→ EXERCISE TASK:
Lay out the data below as a Markdown table with the columns Number and Line. Give each non-blank line its own row, numbered in order.

===============

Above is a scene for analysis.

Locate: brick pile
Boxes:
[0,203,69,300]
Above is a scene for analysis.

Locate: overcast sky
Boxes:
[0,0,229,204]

===============

→ ANSWER FOR THIS EXERCISE:
| Number | Line |
|---|---|
| 1 | Above is a scene for analysis. |
| 2 | Locate: brick pile |
| 3 | Boxes: |
| 4 | [0,203,69,300] |
| 5 | Above is a scene for analysis. |
| 6 | Locate: overcast sky |
| 7 | Boxes: |
| 8 | [0,0,229,204] |